AIM - Please return the full listing below without altering anything.

## start

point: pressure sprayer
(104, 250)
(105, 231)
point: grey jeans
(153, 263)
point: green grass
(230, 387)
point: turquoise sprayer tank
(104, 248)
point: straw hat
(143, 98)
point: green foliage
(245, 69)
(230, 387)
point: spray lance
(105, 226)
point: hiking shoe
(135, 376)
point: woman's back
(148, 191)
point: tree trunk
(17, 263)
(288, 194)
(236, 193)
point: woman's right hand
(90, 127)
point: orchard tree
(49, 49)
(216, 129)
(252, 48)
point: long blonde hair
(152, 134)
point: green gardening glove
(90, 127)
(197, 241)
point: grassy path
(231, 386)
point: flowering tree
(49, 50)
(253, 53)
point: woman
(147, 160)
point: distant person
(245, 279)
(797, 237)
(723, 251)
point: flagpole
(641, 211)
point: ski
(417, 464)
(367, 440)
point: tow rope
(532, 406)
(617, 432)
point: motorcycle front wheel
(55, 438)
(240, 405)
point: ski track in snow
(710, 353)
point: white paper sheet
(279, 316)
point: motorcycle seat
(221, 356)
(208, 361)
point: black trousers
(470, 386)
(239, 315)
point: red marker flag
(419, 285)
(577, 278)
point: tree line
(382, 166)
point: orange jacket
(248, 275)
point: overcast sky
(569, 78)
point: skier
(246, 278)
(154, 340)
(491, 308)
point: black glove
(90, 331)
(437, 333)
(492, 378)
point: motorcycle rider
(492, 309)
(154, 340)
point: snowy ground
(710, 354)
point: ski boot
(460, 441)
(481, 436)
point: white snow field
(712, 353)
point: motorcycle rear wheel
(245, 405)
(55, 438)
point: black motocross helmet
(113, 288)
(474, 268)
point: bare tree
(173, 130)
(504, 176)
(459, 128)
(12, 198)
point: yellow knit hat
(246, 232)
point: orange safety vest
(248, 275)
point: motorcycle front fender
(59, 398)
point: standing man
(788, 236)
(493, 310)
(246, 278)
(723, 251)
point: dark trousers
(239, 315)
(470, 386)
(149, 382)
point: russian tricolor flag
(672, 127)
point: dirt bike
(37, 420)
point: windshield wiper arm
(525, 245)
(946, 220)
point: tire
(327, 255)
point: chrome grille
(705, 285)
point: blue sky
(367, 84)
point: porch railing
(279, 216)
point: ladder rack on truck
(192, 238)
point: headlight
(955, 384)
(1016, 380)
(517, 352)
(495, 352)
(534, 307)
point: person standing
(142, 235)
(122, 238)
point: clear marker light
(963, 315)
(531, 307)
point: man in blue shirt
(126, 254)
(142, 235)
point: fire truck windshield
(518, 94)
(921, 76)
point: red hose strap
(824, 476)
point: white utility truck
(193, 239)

## end

RESULT OF THE TASK -
point: pressure sprayer
(104, 250)
(105, 231)
point: grey jeans
(153, 263)
point: green grass
(230, 387)
point: turquoise sprayer tank
(104, 248)
point: straw hat
(143, 98)
point: green foliage
(245, 69)
(230, 387)
point: spray lance
(105, 226)
point: hiking shoe
(135, 376)
point: woman's back
(148, 191)
point: tree trunk
(17, 263)
(288, 194)
(236, 193)
point: woman's right hand
(90, 127)
point: orchard tree
(49, 49)
(216, 129)
(252, 48)
point: long blonde hair
(152, 134)
point: green gardening glove
(90, 127)
(197, 241)
point: grassy path
(231, 386)
point: flowering tree
(49, 50)
(253, 53)
point: woman
(147, 160)
point: distant person
(245, 279)
(797, 237)
(723, 251)
point: flagpole
(641, 211)
point: ski
(417, 464)
(367, 440)
point: tow rope
(532, 406)
(617, 432)
point: motorcycle front wheel
(55, 438)
(240, 405)
point: ski track in snow
(710, 353)
point: white paper sheet
(279, 316)
point: motorcycle seat
(221, 356)
(208, 361)
point: black trousers
(470, 386)
(239, 315)
point: red marker flag
(419, 285)
(577, 278)
point: tree line
(382, 166)
point: orange jacket
(248, 275)
point: overcast sky
(569, 78)
point: skier
(246, 278)
(154, 340)
(491, 308)
point: black glove
(90, 331)
(437, 333)
(492, 378)
point: motorcycle rider
(492, 309)
(154, 340)
point: snowy ground
(710, 354)
point: ski boot
(460, 441)
(481, 436)
point: white snow field
(712, 353)
point: motorcycle rear wheel
(245, 405)
(55, 438)
point: black motocross helmet
(113, 288)
(474, 268)
point: bare tree
(173, 130)
(504, 176)
(459, 128)
(12, 198)
point: yellow knit hat
(246, 232)
point: orange safety vest
(248, 275)
point: motorcycle front fender
(59, 398)
point: standing man
(788, 236)
(493, 310)
(246, 278)
(723, 251)
point: dark trousers
(239, 315)
(470, 386)
(149, 382)
point: russian tricolor flag
(672, 127)
point: dirt bike
(37, 420)
point: windshield wiper arm
(525, 245)
(946, 220)
point: tire
(327, 255)
point: chrome grille
(705, 285)
point: blue sky
(367, 84)
point: porch railing
(279, 216)
point: ladder rack on truck
(192, 238)
point: headlight
(955, 384)
(1016, 380)
(517, 352)
(495, 352)
(534, 307)
point: person standing
(142, 235)
(122, 238)
point: clear marker light
(963, 315)
(531, 307)
point: man in blue shirt
(126, 254)
(142, 235)
point: fire truck windshield
(518, 94)
(921, 76)
point: red hose strap
(824, 476)
point: white utility truck
(193, 239)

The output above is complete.